What you are asked to do:
Beginning with the line containing "In this exercise you will mark the military" and ending with the last line, repeat the records exactly.

Dataset entries:
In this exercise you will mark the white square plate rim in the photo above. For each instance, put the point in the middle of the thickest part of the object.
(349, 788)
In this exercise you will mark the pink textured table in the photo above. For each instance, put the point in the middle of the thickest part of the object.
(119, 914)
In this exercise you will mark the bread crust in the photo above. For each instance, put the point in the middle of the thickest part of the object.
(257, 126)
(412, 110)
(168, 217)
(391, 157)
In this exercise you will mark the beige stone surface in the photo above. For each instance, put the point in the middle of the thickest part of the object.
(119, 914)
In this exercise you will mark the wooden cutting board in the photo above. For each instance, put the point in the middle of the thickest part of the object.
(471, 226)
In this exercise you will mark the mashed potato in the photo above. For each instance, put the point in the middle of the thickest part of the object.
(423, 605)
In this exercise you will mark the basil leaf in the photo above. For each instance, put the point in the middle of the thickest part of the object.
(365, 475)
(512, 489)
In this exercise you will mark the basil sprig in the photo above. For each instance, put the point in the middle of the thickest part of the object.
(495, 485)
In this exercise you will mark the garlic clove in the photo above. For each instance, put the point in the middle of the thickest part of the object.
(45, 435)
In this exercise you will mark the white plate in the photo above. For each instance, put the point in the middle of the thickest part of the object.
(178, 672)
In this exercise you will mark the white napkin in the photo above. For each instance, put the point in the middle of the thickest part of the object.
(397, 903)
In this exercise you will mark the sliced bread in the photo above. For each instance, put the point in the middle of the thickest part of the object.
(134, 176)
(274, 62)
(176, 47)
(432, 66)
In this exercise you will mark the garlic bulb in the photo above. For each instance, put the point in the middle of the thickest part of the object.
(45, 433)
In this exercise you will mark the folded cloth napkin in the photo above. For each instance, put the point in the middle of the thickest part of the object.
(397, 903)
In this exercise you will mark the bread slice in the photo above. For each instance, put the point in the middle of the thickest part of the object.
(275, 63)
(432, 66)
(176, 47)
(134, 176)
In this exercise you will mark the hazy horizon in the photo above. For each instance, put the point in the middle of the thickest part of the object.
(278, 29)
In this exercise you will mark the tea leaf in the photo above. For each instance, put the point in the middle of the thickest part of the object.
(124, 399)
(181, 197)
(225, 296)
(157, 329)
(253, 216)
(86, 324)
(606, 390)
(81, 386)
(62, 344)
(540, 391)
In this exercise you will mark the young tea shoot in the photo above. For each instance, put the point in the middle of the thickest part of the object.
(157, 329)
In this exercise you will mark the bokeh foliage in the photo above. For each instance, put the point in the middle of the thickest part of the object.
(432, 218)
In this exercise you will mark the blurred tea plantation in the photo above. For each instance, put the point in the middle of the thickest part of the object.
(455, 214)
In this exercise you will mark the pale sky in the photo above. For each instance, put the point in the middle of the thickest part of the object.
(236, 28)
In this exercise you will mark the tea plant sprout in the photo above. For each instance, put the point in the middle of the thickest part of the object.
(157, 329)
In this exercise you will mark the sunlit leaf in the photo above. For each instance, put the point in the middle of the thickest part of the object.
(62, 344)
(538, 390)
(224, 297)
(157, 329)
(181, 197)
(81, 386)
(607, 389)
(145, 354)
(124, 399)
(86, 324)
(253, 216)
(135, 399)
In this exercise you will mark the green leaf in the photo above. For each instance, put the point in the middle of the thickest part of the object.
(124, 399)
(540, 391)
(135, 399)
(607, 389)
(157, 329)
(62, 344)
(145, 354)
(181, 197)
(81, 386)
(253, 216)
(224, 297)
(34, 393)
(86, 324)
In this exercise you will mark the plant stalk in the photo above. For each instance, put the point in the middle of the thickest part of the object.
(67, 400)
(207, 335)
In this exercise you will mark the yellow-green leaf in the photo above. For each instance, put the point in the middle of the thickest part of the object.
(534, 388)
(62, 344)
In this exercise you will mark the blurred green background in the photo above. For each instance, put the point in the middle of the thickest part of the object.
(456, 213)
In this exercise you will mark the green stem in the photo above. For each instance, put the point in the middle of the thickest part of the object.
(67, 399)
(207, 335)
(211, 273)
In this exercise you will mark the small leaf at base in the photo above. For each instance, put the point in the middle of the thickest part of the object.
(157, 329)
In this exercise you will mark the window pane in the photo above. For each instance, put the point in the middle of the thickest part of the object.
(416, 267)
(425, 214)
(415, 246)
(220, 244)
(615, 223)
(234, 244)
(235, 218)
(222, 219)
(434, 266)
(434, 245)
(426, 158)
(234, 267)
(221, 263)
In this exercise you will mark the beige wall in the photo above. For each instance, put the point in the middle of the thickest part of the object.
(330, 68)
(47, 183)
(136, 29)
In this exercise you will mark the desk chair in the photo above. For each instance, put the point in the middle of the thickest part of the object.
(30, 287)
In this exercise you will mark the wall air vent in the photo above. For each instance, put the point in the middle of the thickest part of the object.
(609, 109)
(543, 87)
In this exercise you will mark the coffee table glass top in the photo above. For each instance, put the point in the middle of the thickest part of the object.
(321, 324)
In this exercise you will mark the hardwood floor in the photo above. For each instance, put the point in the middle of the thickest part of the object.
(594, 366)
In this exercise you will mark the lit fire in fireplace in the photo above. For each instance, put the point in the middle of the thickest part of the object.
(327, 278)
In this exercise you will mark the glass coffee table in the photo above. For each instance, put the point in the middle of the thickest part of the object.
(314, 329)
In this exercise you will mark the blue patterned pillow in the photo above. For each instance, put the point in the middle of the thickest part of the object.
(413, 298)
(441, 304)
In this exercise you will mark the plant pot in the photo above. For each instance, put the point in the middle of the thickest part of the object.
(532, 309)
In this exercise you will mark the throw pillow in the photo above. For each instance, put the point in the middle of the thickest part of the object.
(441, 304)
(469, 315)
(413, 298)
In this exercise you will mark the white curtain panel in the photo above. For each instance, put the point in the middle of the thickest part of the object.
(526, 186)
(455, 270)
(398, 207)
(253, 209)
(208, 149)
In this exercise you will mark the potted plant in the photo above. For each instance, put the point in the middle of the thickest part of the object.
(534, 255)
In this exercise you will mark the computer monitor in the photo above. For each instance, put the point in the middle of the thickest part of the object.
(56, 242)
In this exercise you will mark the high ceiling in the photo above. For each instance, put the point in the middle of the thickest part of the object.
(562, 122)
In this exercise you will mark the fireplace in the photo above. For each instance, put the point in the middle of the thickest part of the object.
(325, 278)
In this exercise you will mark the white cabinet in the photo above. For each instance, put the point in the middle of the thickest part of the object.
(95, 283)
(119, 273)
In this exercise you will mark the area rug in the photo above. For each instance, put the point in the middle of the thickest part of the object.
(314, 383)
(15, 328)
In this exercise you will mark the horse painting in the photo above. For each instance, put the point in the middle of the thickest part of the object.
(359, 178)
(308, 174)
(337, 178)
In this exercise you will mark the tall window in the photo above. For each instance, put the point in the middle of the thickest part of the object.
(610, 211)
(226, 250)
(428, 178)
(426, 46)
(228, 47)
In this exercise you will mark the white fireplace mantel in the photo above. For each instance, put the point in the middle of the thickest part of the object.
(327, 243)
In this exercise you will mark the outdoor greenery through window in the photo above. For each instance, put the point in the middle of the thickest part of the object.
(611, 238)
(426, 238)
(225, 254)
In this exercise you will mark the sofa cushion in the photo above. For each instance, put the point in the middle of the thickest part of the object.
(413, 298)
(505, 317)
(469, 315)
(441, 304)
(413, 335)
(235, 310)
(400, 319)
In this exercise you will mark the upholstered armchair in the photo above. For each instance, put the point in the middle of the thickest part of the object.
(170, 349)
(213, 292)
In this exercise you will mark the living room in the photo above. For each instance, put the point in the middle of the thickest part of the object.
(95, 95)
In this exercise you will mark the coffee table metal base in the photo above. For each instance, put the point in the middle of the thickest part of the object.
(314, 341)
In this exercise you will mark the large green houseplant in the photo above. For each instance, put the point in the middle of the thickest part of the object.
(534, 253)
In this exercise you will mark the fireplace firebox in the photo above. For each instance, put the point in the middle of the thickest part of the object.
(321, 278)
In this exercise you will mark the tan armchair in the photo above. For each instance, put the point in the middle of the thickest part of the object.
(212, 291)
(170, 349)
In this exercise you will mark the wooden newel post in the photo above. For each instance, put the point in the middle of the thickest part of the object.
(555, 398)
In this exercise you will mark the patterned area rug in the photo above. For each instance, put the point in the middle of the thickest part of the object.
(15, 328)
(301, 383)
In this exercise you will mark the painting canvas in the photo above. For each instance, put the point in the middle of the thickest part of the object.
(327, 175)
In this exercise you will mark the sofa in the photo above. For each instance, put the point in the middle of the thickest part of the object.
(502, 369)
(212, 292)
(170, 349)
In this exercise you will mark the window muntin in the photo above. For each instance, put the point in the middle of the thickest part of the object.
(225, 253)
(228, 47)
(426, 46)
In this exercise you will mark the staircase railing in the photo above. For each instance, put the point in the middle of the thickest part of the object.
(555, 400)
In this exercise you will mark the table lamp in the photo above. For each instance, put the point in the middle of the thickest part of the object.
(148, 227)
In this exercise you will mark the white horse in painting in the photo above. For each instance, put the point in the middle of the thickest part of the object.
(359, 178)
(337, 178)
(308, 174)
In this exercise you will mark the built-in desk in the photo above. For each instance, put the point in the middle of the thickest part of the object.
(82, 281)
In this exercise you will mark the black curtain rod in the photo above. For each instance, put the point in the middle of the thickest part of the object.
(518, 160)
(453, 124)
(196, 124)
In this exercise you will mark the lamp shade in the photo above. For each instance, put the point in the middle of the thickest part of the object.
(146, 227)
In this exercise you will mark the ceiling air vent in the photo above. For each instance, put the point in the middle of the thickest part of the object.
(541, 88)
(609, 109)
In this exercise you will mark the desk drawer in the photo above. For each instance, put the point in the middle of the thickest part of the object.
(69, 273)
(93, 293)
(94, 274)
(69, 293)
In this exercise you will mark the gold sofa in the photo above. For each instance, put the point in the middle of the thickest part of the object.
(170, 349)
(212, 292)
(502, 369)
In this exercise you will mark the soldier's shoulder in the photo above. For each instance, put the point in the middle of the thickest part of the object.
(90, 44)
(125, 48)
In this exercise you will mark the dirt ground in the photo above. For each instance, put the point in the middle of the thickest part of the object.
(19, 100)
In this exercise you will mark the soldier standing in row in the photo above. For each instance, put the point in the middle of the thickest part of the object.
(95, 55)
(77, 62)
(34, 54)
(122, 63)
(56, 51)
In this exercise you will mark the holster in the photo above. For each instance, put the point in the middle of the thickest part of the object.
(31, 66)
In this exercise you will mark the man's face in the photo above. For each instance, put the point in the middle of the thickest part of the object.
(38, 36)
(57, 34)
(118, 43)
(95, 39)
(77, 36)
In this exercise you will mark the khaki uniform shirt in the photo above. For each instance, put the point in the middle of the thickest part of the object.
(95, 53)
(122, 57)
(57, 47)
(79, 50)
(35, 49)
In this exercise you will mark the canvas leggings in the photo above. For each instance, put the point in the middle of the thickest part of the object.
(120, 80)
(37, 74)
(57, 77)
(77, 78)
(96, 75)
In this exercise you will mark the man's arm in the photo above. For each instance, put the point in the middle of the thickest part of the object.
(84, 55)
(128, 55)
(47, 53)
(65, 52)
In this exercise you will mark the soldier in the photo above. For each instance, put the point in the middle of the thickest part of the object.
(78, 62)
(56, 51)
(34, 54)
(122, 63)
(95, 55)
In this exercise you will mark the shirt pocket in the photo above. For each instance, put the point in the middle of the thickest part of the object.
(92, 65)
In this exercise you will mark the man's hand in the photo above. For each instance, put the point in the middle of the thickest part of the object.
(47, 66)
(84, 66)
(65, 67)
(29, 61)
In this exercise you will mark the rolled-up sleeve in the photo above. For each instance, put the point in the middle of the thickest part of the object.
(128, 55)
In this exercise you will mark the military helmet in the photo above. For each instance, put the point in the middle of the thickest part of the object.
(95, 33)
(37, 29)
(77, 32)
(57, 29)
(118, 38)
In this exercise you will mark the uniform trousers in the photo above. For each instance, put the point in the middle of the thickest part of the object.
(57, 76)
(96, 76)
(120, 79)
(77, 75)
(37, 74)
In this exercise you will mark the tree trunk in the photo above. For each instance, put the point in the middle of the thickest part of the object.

Complete response:
In this exercise you will mark the military helmet in the photo above. For each instance, put the point in the middle of the thickest part of the object.
(95, 33)
(37, 29)
(77, 32)
(57, 29)
(118, 38)
In this exercise you will mark the uniform trousers in the photo above. For each instance, put the point in the middle of the thickest part of the object.
(57, 76)
(96, 76)
(120, 79)
(77, 75)
(37, 74)
In this exercise you will mark the tree trunk in the photo above. For each instance, put the point in the middle of the thickest part of the object.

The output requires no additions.